Required task:
Report how many lines in the entries below contain the string "house". Give only the number.

— start Task inputs —

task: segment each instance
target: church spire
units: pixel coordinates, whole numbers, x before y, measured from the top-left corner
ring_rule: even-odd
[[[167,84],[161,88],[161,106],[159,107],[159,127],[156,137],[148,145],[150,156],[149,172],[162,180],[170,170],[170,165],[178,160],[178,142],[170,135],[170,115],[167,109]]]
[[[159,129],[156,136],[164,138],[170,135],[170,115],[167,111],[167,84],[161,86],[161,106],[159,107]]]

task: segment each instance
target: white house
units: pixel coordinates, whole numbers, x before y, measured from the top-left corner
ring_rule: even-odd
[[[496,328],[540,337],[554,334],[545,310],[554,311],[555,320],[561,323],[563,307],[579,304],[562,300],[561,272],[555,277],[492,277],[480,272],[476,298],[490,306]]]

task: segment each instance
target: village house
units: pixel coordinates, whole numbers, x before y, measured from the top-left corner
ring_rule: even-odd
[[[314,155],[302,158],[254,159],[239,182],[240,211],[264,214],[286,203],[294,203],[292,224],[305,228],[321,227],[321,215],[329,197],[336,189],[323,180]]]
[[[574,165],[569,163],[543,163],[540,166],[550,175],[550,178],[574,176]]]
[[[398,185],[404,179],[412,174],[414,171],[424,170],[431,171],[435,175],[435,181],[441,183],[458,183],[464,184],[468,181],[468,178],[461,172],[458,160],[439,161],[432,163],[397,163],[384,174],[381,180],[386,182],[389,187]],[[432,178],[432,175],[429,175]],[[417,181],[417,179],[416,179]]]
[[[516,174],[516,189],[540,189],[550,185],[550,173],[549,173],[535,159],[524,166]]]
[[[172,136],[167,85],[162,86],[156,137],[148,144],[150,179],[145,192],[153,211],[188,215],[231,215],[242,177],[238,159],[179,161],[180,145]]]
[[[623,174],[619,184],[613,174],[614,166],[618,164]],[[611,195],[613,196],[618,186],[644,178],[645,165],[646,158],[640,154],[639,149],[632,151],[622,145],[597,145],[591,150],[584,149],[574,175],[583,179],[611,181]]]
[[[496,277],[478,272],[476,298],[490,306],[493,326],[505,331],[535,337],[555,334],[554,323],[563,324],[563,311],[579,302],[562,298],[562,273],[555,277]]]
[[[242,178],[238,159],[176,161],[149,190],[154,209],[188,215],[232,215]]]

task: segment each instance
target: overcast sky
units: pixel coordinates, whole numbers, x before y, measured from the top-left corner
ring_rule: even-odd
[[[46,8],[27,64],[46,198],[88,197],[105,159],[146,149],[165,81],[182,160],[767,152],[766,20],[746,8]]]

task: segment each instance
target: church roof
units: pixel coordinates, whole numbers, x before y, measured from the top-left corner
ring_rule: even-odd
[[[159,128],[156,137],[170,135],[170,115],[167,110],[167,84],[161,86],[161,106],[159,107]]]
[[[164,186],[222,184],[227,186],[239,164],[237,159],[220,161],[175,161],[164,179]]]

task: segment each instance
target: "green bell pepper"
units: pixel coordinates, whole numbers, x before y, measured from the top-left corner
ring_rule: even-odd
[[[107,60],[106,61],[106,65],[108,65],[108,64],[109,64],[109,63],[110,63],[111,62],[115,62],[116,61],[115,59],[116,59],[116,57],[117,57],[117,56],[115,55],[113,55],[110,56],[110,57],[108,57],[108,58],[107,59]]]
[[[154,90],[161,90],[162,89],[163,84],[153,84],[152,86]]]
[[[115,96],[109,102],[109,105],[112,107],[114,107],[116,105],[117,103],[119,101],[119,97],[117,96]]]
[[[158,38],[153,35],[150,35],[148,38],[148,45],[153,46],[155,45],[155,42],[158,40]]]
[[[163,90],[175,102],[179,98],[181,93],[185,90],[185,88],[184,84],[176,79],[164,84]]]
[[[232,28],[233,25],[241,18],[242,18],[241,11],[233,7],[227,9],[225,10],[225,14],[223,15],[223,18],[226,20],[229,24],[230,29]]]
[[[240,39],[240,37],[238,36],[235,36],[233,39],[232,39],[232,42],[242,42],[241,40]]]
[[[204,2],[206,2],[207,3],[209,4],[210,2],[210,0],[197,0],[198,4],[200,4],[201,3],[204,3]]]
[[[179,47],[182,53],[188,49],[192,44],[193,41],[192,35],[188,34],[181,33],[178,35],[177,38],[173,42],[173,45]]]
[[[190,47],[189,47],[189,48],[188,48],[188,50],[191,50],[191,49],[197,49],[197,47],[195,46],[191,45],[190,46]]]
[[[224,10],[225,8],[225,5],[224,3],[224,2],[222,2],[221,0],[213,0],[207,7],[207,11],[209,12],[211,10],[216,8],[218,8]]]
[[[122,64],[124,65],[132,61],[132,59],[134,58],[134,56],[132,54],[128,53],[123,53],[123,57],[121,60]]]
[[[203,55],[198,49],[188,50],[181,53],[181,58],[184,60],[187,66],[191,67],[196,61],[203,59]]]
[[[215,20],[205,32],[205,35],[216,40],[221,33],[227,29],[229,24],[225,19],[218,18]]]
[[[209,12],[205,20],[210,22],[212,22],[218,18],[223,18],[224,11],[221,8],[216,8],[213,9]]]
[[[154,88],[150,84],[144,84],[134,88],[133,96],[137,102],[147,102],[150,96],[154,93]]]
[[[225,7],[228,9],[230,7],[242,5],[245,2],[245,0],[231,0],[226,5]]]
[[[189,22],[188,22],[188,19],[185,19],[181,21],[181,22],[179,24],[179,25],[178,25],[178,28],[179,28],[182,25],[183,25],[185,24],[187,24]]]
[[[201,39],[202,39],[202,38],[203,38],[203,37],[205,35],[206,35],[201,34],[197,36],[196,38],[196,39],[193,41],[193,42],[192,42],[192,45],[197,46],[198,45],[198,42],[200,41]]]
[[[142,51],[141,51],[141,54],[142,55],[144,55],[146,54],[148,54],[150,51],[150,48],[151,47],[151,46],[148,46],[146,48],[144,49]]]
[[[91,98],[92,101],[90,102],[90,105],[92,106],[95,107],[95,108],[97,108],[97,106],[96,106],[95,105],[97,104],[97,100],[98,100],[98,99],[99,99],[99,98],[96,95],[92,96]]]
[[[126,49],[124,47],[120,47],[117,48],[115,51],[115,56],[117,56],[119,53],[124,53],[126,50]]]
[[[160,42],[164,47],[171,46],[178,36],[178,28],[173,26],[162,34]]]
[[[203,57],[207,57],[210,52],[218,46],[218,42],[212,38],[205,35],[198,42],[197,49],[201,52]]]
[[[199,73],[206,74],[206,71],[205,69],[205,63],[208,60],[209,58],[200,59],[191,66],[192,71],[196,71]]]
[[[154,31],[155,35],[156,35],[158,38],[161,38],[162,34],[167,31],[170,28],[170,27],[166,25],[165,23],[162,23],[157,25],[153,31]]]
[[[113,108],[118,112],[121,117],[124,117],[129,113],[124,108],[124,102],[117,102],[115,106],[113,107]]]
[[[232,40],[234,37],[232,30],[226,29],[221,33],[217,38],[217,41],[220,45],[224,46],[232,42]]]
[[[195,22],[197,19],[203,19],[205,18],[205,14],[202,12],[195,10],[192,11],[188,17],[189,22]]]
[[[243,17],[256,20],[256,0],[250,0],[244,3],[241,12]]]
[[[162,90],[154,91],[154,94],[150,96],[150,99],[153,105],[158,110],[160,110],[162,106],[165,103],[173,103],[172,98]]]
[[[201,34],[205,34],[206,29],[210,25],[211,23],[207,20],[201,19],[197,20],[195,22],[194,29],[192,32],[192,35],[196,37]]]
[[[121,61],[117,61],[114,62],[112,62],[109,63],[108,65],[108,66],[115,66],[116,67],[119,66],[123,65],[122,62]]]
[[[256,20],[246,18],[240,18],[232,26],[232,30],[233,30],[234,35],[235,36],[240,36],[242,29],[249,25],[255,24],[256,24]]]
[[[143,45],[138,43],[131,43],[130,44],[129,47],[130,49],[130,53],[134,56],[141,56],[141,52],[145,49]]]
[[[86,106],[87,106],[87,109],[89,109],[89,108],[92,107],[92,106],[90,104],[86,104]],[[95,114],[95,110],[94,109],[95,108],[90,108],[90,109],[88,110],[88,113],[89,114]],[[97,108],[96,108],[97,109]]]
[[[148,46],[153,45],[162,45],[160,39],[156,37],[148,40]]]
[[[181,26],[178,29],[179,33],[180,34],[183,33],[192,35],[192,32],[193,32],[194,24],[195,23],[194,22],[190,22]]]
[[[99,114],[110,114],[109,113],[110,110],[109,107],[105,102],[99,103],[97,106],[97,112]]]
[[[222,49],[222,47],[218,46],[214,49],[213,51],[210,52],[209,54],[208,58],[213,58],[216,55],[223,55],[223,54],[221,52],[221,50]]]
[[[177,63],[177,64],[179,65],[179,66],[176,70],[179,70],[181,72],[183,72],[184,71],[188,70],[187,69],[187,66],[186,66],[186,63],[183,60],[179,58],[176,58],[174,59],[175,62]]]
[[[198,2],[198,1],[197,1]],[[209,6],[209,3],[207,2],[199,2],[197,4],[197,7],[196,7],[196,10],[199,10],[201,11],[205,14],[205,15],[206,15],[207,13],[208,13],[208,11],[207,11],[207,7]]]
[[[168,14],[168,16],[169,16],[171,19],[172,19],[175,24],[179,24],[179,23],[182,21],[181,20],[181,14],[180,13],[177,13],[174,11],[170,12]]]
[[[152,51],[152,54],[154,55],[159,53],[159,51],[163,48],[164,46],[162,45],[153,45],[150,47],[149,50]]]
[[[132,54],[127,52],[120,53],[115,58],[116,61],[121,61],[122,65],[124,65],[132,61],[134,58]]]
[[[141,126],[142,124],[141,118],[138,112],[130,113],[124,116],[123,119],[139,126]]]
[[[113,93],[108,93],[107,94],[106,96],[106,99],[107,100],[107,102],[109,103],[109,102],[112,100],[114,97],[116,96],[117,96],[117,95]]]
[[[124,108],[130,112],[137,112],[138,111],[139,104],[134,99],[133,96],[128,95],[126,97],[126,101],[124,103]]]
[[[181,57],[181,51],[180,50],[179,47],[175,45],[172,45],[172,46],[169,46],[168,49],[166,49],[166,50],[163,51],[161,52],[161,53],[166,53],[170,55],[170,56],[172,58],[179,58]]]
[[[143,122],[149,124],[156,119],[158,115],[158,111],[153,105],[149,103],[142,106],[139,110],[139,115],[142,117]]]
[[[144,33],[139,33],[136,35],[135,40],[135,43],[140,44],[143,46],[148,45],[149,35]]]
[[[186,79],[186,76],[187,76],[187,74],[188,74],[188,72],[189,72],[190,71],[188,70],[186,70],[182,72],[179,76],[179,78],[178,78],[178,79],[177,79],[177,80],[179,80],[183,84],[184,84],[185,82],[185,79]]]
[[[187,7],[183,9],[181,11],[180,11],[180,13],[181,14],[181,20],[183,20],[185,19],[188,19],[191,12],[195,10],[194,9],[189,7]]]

— end Task inputs —

Exercise output:
2